• DOCUMENT EXTRACT:
__________
The Fury 161 finale became one of the franchise's best-known Predator versus Queen fights because the hunter voluntarily disabled his energy weapons and defeated the Queen using only wristblades, the combi-stick, and his speargun. That honorable restriction made the ending a fan favorite even among players who found the broader Predator campaign loosely connected.
The Three Campaigns
Each campaign offered a different way to experience the same crossover universe. The Marine story was the most linear and Aliens-like, with motion tracking, flamethrowers, pulse rifles, and large set-piece battles against swarms of Warriors and Praetorians. The Alien story turned the player into a fast predator rather than prey, using tail strikes, headbites, and wall-running to tear through Marines and Predators alike. The Predator story mixed stealth, open hunting, and trophy collection, although only the Area 52 arc formed a continuous narrative before the bonus-style later missions.
The campaigns rarely overlapped directly, which made Classic feel more like three strong short stories than one shared disaster. Monolith's later Aliens vs. Predator 2 would push much farther into interconnected storytelling, while Rebellion's own return in Aliens vs. Predator (2010) reused the three-campaign format on a new planet with very different characters.
__________
• TASKS TO COMPLETE:
a. Answer these from the Aliens vs. Predator campaigns text, one answer per line, marked like the questions:
(i) What did the hunter use to defeat the Queen in the Fury 161 finale?
(ii) Which arc of the Predator story formed a continuous narrative?
(iii) Where did Rebellion's Aliens vs. Predator (2010) set its three campaigns?
b. Please go on with the passage on the Aliens vs. Predator campaigns, starting after its final sentence.

• GIVEN INFORMATION:
__________
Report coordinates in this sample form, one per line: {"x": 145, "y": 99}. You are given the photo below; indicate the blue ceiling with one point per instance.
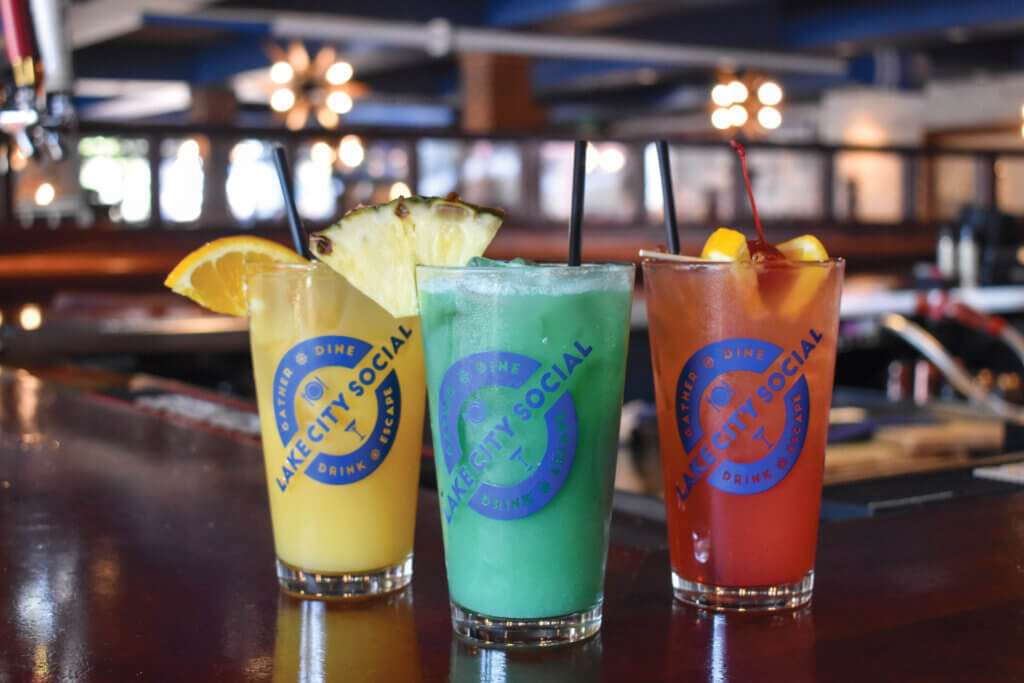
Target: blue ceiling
{"x": 950, "y": 38}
__________
• SET OF ANSWERS:
a.
(i) Only his wristblades, the combi-stick, and his speargun.
(ii) The Area 52 arc.
(iii) On a new planet.

b.
Xenomorphs And Enemies
Aliens vs. Predator: Classic reused many core Xenomorph ranks while introducing a few memorable one-off threats. Drones, Warriors, Praetorians, Facehuggers, Chestbursters, and Queens filled out the hive forces across LV-426 and the Tyrargo. The Xenoborg was the game's signature corporate experiment, a cybernetically enhanced Xenomorph armed with heavy laser weapons and deployed aboard Odobenus as a slow but deadly boss enemy.
Human opposition included Colonial Marines, Weyland-Yutani security, and the hidden forces of Area 52. Predators appeared both as playable hunters and as enemy threats in the Alien campaign, while the Area 52 Predalien gave the crossover one of its earliest and most memorable hybrid bosses. The Earthbound Alien, the Xenoborg, and the Tyrargo Queen helped make Classic one of the densest game sources for Xenomorphs from the games.
Gameplay And Features
Rebellion built Classic around species-specific movement, weapons, and vision modes rather than a shared generic soldier template. Marines used the standard M41A Pulse Rifle, shotgun, smartgun, flamethrower, motion tracker, and deployable sentry guns, making the campaign one of the purest Aliens combat simulations of its generation. Xenomorphs relied on pouncing, wall-crawling, tail attacks, and echolocation vision, while Predators used cloaking, wristblades, the plasmacaster, the combi-stick, spearguns, and trophy-taking finishers.
Dynamic lighting remained one of the game's defining systems. Destroying light sources changed combat dramatically, especially for Marines who could not see Xenomorphs as easily in the dark. Skirmish multiplayer supported Marine, Alien, and Predator teams, and the Gold Edition added new weapons plus extra in-game full-motion segments that expanded the package without changing the core campaigns.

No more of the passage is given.